_EXCERPT_
******
The residents’ lawsuit, which was filed in the U.S. District Court for the Southern District of Illinois, contends that the sewage system has long been failing; has “severe inflow and infiltration problems”; suffers from malfunctioning lift stations — pumps designed to move sewage through the system; and leaking manholes that allow sewage to discharge.
The suit also alleges that sewage is allowed to flow into waterways in Centreville, including tributaries to the Mississippi River, which would violate the federal Clean Water Act.
An engineer told residents last month that the work needed to get the system in order would be extensive: Some 70 pump stations need repair or replacement, while 13 miles of repairs are required for existing lines and 8 miles of new sewer must be installed.
Jim Nold, a senior project manager for engineering firm Hurst-Rosche Inc., said at a news conference that hundreds of thousands of dollars were spent annually on temporary fixes, but millions of dollars are needed for a true overhaul.
The local government “put Band-Aids on this system to make spot repairs, but it isn’t enough to keep up with the damage that occurs,” he added.
The city and the Commonfields of Cahokia Public Water District have asked the courts for an extension to respond to the allegations in the residents’ complaint. Cahokia Heights voters agreed in April to dissolve Commonfields, and officials are working on how to replace the agency.
Neither Cahokia Heights Mayor Curtis McCall Sr., who was previously the township supervisor of Centreville, nor water and sewer department officials returned requests for comment.
******
_DATASET EXTRACT_
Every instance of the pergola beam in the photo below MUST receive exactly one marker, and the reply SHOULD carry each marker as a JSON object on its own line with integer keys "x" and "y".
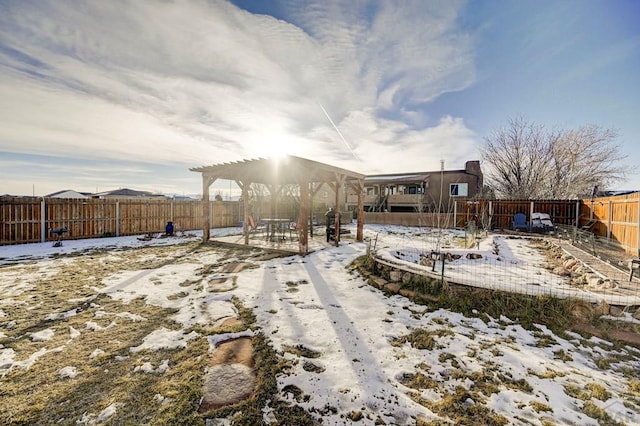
******
_ACTIVITY A_
In the sewage lawsuit excerpt above, how many miles of new sewer must be installed?
_ACTIVITY B_
Please say whether each statement agrees with the sewage lawsuit excerpt above, giving yes or no and quoting the deciding words: (i) The suit was filed in the U.S. District Court for the Southern District of Illinois. (ii) Mayor Curtis McCall Sr. responded to requests for comment. (iii) Cahokia Heights voters agreed in April to dissolve Commonfields.

_WORKED SOLUTION A_
8 miles

_WORKED SOLUTION B_
(i) Yes: "which was filed in the U.S. District Court for the Southern District of Illinois"
(ii) No: "Neither Cahokia Heights Mayor Curtis McCall Sr., who was previously the township supervisor of Centreville, nor water and sewer department officials returned requests for comment."
(iii) Yes: "Cahokia Heights voters agreed in April to dissolve Commonfields"